[Source data Boundary: Start]

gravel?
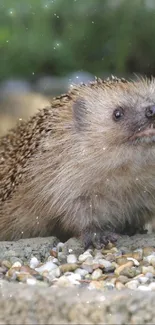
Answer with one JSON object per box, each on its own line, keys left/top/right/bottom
{"left": 1, "top": 234, "right": 155, "bottom": 323}
{"left": 1, "top": 234, "right": 155, "bottom": 292}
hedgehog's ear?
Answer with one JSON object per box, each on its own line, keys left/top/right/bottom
{"left": 72, "top": 97, "right": 88, "bottom": 131}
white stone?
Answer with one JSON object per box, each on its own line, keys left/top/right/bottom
{"left": 144, "top": 254, "right": 155, "bottom": 264}
{"left": 141, "top": 266, "right": 154, "bottom": 275}
{"left": 67, "top": 254, "right": 77, "bottom": 264}
{"left": 52, "top": 258, "right": 59, "bottom": 264}
{"left": 78, "top": 251, "right": 92, "bottom": 262}
{"left": 66, "top": 273, "right": 81, "bottom": 285}
{"left": 125, "top": 280, "right": 139, "bottom": 290}
{"left": 35, "top": 261, "right": 57, "bottom": 273}
{"left": 98, "top": 259, "right": 112, "bottom": 268}
{"left": 49, "top": 267, "right": 61, "bottom": 279}
{"left": 92, "top": 269, "right": 102, "bottom": 280}
{"left": 145, "top": 272, "right": 154, "bottom": 279}
{"left": 57, "top": 242, "right": 64, "bottom": 251}
{"left": 12, "top": 261, "right": 22, "bottom": 268}
{"left": 56, "top": 276, "right": 73, "bottom": 287}
{"left": 127, "top": 257, "right": 139, "bottom": 266}
{"left": 78, "top": 253, "right": 93, "bottom": 262}
{"left": 138, "top": 276, "right": 150, "bottom": 284}
{"left": 29, "top": 257, "right": 39, "bottom": 269}
{"left": 26, "top": 278, "right": 37, "bottom": 286}
{"left": 75, "top": 268, "right": 89, "bottom": 277}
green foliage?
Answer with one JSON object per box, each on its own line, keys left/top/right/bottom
{"left": 1, "top": 0, "right": 155, "bottom": 80}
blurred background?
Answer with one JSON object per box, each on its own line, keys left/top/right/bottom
{"left": 0, "top": 0, "right": 155, "bottom": 135}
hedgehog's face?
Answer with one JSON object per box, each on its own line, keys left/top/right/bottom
{"left": 112, "top": 103, "right": 155, "bottom": 145}
{"left": 72, "top": 79, "right": 155, "bottom": 148}
{"left": 113, "top": 80, "right": 155, "bottom": 146}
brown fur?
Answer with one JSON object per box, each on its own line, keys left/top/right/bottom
{"left": 1, "top": 76, "right": 155, "bottom": 245}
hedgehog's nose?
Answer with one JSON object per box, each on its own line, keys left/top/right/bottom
{"left": 145, "top": 105, "right": 155, "bottom": 118}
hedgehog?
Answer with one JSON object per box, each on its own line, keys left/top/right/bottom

[Source data Boundary: End]

The result should be the full set of entries above, restated exactly and without images.

> **Result of the task**:
gravel?
Answer with one JSON object per box, each on its own line, keys left/top/right/bottom
{"left": 1, "top": 234, "right": 155, "bottom": 323}
{"left": 1, "top": 234, "right": 155, "bottom": 292}
hedgehog's ear?
Answer with one JSON object per box, each on its own line, keys left/top/right/bottom
{"left": 72, "top": 97, "right": 88, "bottom": 131}
white stone?
Answer with one JSON object per box, each on its own line, keys left/top/right/bottom
{"left": 144, "top": 254, "right": 155, "bottom": 264}
{"left": 141, "top": 266, "right": 154, "bottom": 275}
{"left": 67, "top": 254, "right": 77, "bottom": 264}
{"left": 52, "top": 258, "right": 59, "bottom": 264}
{"left": 78, "top": 251, "right": 92, "bottom": 262}
{"left": 66, "top": 273, "right": 81, "bottom": 285}
{"left": 125, "top": 280, "right": 139, "bottom": 290}
{"left": 35, "top": 261, "right": 57, "bottom": 273}
{"left": 98, "top": 259, "right": 112, "bottom": 268}
{"left": 49, "top": 267, "right": 61, "bottom": 279}
{"left": 92, "top": 269, "right": 102, "bottom": 280}
{"left": 145, "top": 272, "right": 154, "bottom": 279}
{"left": 57, "top": 242, "right": 64, "bottom": 251}
{"left": 12, "top": 261, "right": 22, "bottom": 268}
{"left": 56, "top": 276, "right": 73, "bottom": 287}
{"left": 127, "top": 257, "right": 139, "bottom": 266}
{"left": 78, "top": 253, "right": 93, "bottom": 262}
{"left": 138, "top": 276, "right": 150, "bottom": 284}
{"left": 29, "top": 257, "right": 39, "bottom": 269}
{"left": 26, "top": 278, "right": 37, "bottom": 286}
{"left": 75, "top": 268, "right": 89, "bottom": 277}
green foliage?
Answer with one JSON object per box, each on its own line, keys left/top/right/bottom
{"left": 1, "top": 0, "right": 155, "bottom": 80}
blurred background?
Answer with one JSON object per box, each on its own line, keys left/top/right/bottom
{"left": 0, "top": 0, "right": 155, "bottom": 135}
hedgehog's face?
Answer with one JSON object per box, each on its own line, keys left/top/right/bottom
{"left": 112, "top": 103, "right": 155, "bottom": 145}
{"left": 72, "top": 79, "right": 155, "bottom": 148}
{"left": 113, "top": 80, "right": 155, "bottom": 146}
brown fur?
Answer with one JSON object per box, each on its own line, keys left/top/right/bottom
{"left": 1, "top": 76, "right": 155, "bottom": 245}
hedgehog's nose?
Answer with one JSON object per box, each on its own line, keys left/top/right/bottom
{"left": 145, "top": 105, "right": 155, "bottom": 118}
hedgehog?
Answer with one JSON object per box, each on its own line, keys left/top/right/bottom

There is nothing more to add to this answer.